Please arrange each line of the material below as a numbered list, omitting any blank lines.
-- start DATA SECTION --
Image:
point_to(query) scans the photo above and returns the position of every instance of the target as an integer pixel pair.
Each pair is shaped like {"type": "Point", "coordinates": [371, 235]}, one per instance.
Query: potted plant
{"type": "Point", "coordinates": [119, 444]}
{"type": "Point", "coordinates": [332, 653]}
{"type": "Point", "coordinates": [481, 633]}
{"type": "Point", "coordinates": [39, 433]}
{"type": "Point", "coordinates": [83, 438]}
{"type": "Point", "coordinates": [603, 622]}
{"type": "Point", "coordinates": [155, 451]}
-- end DATA SECTION --
_RESULT OF THE EXERCISE_:
1. Image:
2. point_to(query) scans the photo above and returns the position of every instance of the target as an integer pixel pair.
3. Each pair is shaped like {"type": "Point", "coordinates": [371, 235]}, one per instance.
4. Query: potted plant
5. {"type": "Point", "coordinates": [119, 444]}
6. {"type": "Point", "coordinates": [332, 653]}
7. {"type": "Point", "coordinates": [481, 633]}
8. {"type": "Point", "coordinates": [39, 433]}
9. {"type": "Point", "coordinates": [83, 438]}
10. {"type": "Point", "coordinates": [603, 622]}
11. {"type": "Point", "coordinates": [155, 451]}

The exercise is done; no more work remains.